═══ Exercise inputs

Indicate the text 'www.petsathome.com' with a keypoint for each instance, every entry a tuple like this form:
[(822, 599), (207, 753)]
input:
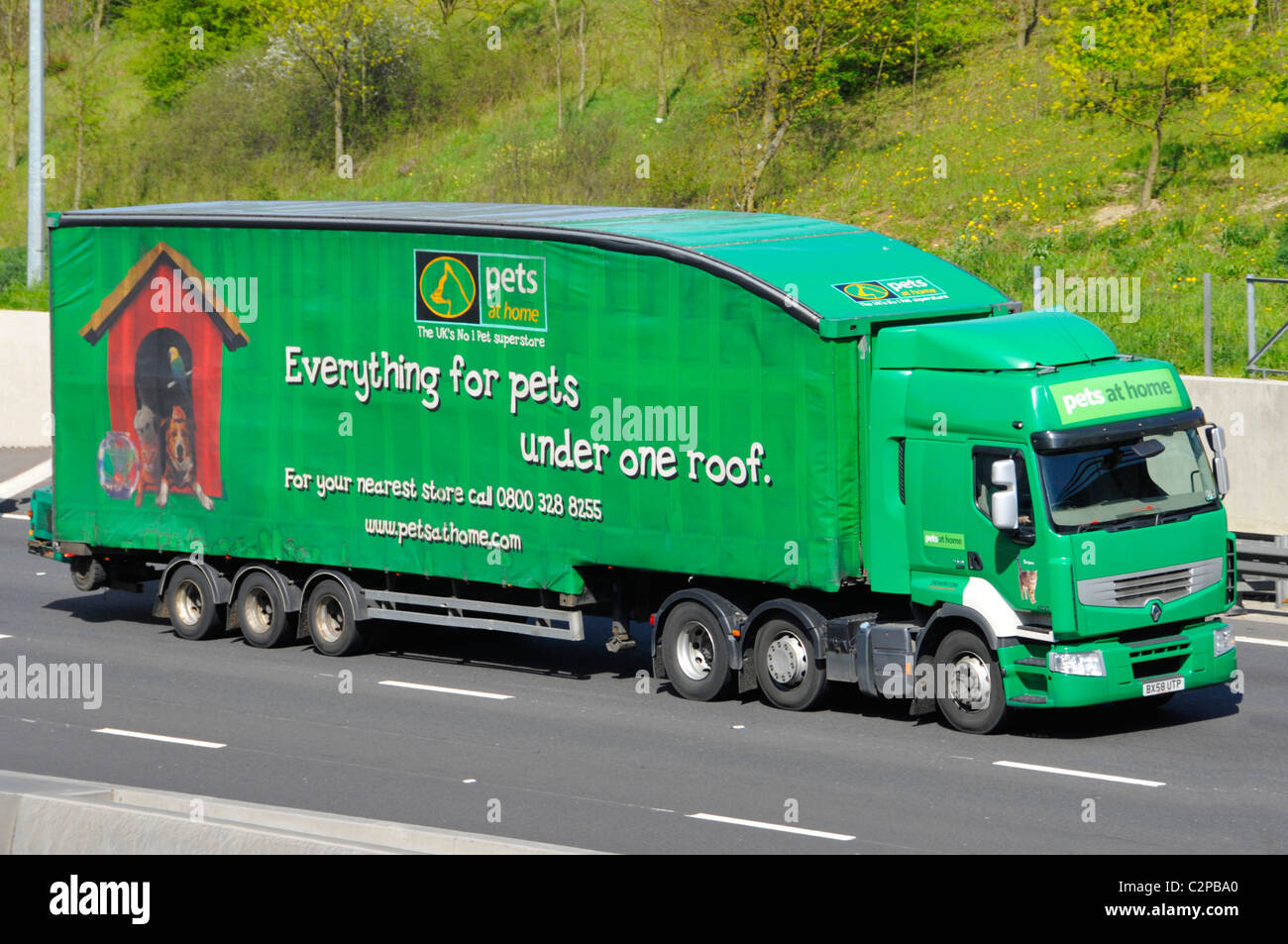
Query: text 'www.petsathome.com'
[(443, 533)]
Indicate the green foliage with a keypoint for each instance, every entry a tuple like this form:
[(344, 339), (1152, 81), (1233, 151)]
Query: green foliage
[(1280, 259), (181, 39), (941, 29)]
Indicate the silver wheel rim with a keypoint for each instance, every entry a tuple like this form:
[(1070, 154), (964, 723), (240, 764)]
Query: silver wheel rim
[(258, 612), (188, 603), (329, 618), (695, 651), (969, 682), (786, 659)]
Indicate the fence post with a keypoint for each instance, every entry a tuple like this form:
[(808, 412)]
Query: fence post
[(1252, 317), (1280, 583), (1207, 323)]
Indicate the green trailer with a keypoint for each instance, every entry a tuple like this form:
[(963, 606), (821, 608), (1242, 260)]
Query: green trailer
[(804, 451)]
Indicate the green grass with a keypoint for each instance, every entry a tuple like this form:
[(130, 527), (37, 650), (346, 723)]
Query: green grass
[(1022, 185)]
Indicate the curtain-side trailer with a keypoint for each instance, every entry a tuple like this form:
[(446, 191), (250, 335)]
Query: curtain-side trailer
[(804, 451)]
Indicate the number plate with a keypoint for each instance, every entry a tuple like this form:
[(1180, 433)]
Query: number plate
[(1164, 685)]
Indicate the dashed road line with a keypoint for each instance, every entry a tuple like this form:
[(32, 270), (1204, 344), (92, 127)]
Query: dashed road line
[(441, 689), (776, 827), (1089, 775), (165, 738)]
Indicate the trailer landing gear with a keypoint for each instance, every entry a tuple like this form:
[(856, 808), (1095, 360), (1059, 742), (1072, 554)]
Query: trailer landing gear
[(619, 640)]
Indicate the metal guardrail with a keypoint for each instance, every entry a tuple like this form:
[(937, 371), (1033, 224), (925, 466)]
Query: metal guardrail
[(1266, 557)]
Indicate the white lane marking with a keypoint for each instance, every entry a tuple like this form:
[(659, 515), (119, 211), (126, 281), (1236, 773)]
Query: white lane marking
[(446, 690), (21, 481), (1078, 773), (1261, 642), (776, 827), (165, 738)]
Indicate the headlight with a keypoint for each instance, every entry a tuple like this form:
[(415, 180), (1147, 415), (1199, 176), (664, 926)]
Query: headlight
[(1077, 662)]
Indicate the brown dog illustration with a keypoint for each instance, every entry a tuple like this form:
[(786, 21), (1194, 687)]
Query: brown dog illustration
[(1029, 586), (180, 459), (151, 459)]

══════

**What is required:** Reproduce all of the records above word for word, leaving out the picture.

**Response to the exercise:**
Indicate the text 'www.petsathome.com' with a keypoint for each instance, every entry a tuple like this form:
[(822, 599), (207, 753)]
input:
Query: text 'www.petsathome.com'
[(443, 533)]
Indicate the green foliage with a keypoint for each instance, every entry a tuple like this form:
[(344, 339), (1152, 81), (1233, 151)]
Query: green foliage
[(1280, 259), (181, 39), (941, 29)]
Indicate the silver wheel rim with a keypoint for each instance, every entry a tuple like this form:
[(1070, 154), (964, 723), (240, 764)]
Query: silver wheel rim
[(258, 612), (188, 603), (329, 618), (695, 651), (969, 682), (786, 659)]
Indicate the fence post with a keypoint for each instance, every entry a tuple like this form:
[(808, 412)]
Query: fence post
[(1252, 317), (1280, 583), (1207, 323)]
Indicate the green trailer with a keypoint for each instance, every entry a tuple like this form:
[(963, 606), (821, 608), (1242, 260)]
Query: green trailer
[(804, 451)]
Indicate the green grass with a keypoint for each instance, every entry a tuple like this form:
[(130, 527), (37, 650), (346, 723)]
Query: green grass
[(1022, 185)]
Indicate the curtain-side trailer with a keypoint for each instance, every entry a tuple like this form:
[(446, 191), (250, 335)]
Query: curtain-side trailer
[(804, 451)]
Indicate the number plate with a keypoint for each instance, every entry a tuple like this form:
[(1180, 433)]
Query: number plate
[(1164, 685)]
Indicate the dashed road line with a keypoint for each instance, every entry a tuple like this form:
[(32, 270), (1204, 344), (92, 127)]
Query: dashed road line
[(441, 689), (776, 827), (1089, 775), (165, 738)]
Indicate the trailer landing gear with a keypoint for each instance, every entry a tuple like this form:
[(856, 808), (1095, 360), (1059, 742), (1072, 554)]
Query: trailer landing gear
[(619, 640)]
Indicate the metal guardrail with a keypoint for each instance, every entry a tuple like this form:
[(937, 371), (1033, 224), (925, 466)]
Query: metal guardrail
[(1266, 557)]
Indicate the white lane marking with a keypoint for each instance, every entry a tuple like this form:
[(659, 515), (119, 211), (126, 281), (1236, 773)]
Query: white lane marking
[(446, 690), (21, 481), (1078, 773), (1261, 642), (776, 827), (165, 738)]
Indicate the headlight with a keypoint for each instance, every entry a tuple like this form:
[(415, 180), (1147, 415), (1199, 176), (664, 926)]
Query: headlight
[(1077, 662)]
Indicate the brown dog illustration with a keypoint for each instance, every entry a tuple like this form:
[(786, 21), (1194, 687)]
Query: brown dog illustration
[(1029, 586), (180, 459), (151, 459)]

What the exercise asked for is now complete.